Pick out every line of the listing that contains the word "gold" and copy each one. Case counts.
══ Dataset content ══
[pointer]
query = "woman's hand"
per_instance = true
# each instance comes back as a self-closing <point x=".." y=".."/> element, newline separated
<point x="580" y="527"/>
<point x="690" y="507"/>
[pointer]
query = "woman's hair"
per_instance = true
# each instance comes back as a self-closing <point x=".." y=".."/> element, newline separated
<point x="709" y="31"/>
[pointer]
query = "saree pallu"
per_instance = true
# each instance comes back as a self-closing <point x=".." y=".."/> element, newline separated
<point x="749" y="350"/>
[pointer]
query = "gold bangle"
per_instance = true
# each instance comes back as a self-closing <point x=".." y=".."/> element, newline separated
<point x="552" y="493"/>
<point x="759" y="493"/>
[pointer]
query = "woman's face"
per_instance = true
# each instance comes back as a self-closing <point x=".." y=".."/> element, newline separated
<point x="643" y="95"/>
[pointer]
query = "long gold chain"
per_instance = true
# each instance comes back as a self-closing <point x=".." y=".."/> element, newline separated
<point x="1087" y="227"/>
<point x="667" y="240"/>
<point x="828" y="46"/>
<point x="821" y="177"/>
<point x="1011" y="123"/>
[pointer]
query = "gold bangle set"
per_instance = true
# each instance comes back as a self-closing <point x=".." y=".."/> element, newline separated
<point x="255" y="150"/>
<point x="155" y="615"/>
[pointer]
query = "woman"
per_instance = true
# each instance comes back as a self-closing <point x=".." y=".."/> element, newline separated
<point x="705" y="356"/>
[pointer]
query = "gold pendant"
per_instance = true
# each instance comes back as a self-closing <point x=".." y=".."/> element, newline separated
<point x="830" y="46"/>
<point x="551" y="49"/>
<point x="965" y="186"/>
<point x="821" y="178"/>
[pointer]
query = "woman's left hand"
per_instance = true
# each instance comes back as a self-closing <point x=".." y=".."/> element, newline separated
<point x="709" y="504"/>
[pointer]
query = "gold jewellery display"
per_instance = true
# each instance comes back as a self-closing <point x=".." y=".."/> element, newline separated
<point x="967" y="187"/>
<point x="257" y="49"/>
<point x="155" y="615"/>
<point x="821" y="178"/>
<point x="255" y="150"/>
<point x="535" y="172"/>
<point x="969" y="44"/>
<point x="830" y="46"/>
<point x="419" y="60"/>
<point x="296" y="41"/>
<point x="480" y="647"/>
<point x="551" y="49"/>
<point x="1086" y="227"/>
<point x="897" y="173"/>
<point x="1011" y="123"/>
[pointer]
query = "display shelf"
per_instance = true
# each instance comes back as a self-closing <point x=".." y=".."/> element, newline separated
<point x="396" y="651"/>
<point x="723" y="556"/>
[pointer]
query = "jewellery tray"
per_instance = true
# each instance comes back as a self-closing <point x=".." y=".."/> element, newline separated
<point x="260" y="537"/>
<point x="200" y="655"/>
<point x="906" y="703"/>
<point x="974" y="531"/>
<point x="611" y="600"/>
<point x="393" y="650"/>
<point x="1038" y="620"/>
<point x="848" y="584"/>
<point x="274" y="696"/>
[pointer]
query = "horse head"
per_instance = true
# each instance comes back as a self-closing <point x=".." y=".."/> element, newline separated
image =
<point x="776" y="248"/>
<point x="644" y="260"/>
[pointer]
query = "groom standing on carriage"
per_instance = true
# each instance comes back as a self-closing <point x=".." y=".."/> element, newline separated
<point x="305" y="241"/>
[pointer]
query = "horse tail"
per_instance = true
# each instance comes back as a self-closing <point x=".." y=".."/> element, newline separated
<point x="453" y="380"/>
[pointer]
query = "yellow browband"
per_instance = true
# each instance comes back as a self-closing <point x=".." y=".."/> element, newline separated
═══
__Complete answer__:
query = "gold bangle"
query = "long gold chain"
query = "gold bangle set"
query = "gold pendant"
query = "gold jewellery display"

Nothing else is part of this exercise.